(EXERCISE PASSAGE)
▼
Results and Engagement

Playing Mariokart with my son and daughter this morning reminded me about writing about results and engagement.

My son was really eager to play at the start, in fact he suggested it.

But as the game went on, he realised that he wasn’t going to win. (He’s 4 years old and his sister is 6)

At first he started withdrawing and then he quit and threw a tantrum. 

Many things were said that aren’t worth repeating.

Does he want to play Mariokart now? 

Not really


Probably because he knows he will get the same result in the future.

This made me think…

Is it the same in class when we have students that are disengaged…

Do disengaged students think…

“What is the point when I cannot win anyway?”

Time to bring in some research

There is a great piece of research that shines a light here.

‘Learning from my successes and others failures’ is a study published about the data from ‘71 cardiothoracic surgeons who completed more than 6,500 procedures using a new technology for cardiac surgery.’

Data was collected on the success and failure rates of the surgeons who were performing a new minimally invasive heart procedure.
▲
(WHAT YOU NEED TO DO)
1. Answer from the results and engagement post:
(a) How old is the writer's son?
(b) How many cardiothoracic surgeons does the study cover?
(c) What procedure were the surgeons performing when data was collected?
2. Continue the results and engagement post after its last sentence.

(THE DATA)
▼
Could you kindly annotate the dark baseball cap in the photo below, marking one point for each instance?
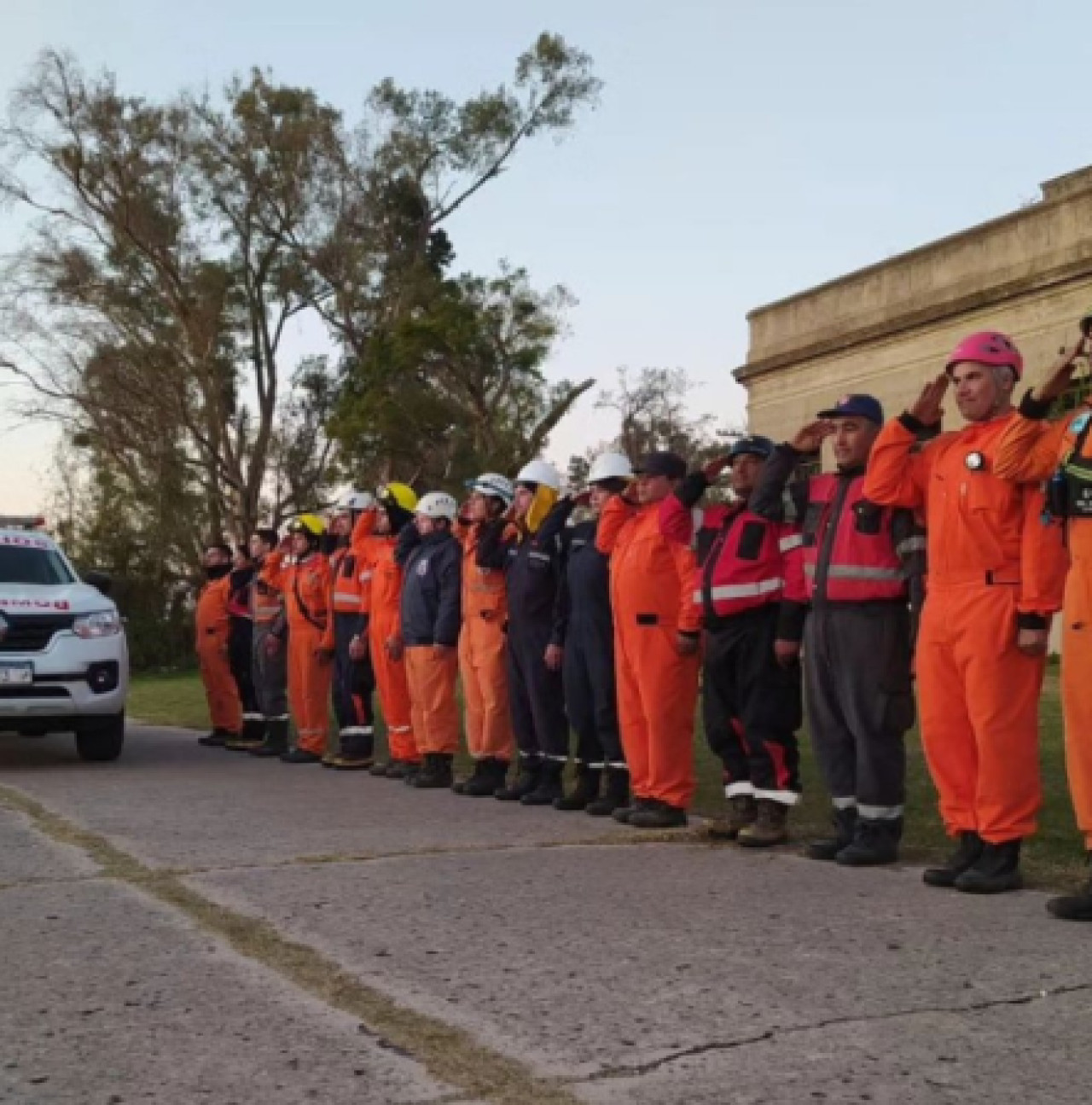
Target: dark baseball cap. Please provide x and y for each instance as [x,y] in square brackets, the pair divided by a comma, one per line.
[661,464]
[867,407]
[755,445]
▲
▼
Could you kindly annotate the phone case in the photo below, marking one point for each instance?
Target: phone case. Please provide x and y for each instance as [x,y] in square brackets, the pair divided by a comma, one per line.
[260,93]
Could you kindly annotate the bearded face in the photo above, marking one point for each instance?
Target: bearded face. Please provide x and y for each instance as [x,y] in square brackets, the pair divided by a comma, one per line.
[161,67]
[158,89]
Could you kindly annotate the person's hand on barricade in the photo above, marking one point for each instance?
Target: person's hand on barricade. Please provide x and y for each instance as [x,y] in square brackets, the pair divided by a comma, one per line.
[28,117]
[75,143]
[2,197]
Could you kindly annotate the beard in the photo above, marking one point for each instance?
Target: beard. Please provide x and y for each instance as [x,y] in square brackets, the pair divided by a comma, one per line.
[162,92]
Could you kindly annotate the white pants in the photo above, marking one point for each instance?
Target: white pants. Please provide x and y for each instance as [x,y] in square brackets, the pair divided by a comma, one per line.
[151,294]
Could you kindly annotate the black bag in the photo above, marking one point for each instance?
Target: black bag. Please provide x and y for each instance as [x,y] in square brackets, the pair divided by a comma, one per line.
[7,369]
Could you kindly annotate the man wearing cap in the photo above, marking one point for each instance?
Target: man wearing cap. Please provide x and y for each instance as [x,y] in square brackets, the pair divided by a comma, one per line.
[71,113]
▲
▼
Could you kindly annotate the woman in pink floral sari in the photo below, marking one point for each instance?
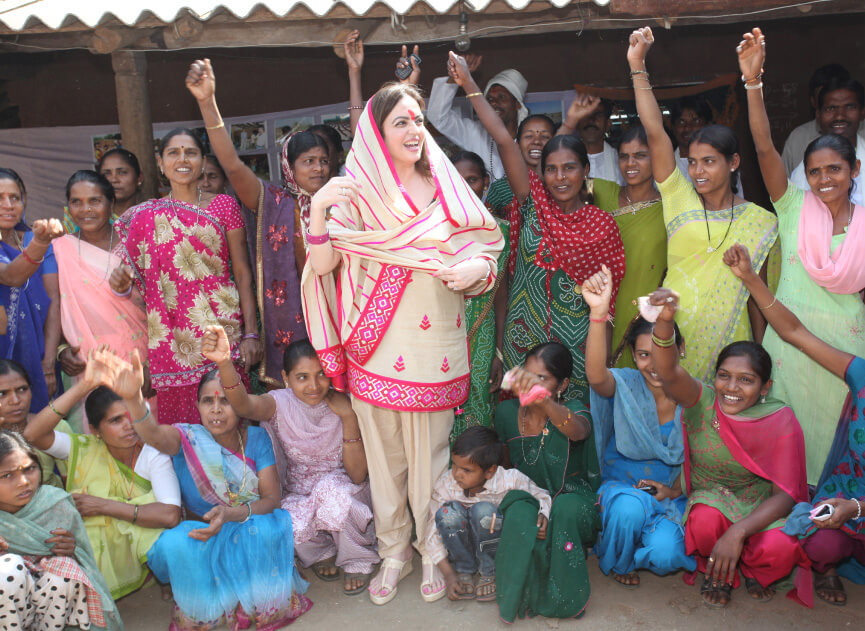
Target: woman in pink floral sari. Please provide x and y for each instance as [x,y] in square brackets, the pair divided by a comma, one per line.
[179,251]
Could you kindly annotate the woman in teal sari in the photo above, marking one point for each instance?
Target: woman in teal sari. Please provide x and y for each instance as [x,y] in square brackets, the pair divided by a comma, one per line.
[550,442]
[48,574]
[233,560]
▲
(OUTPUTS IN ORDER)
1.
(a) 4 years old
(b) 71
(c) A new minimally invasive heart procedure

2.
The two takeaways from the study are that the surgeons: 

  1. Learned better from their successes (i.e. patient lived) rather than their failures (i.e. patient died).
    • Surgeons were no more likely to have a better outcome after a failure, but they were when they had a success.
  2. Performed better after watching other people fail, rather than watching them succeed.
    • The research links this to attribution theory

Attribution is a term used in psychology which deals with how individuals perceive the causes of everyday experience, as being either external or internal.


In other words (in a teaching and learning context), when I succeed and get a great mark on my project it is because of me.

When I fail it is due to the weather, the light in the room, not getting enough sleep, the test, etc.

Bbecause it’s someone or something else’s fault when I fail, I don’t learn from it.

But because when I succeed it’s me doing it, I learn from it.

Classrooms are social places

It is never just one student, it is a class of students. And their identity is very important to them. It’s more important to them than learning. So it needs to be considered as apart of the learning equation.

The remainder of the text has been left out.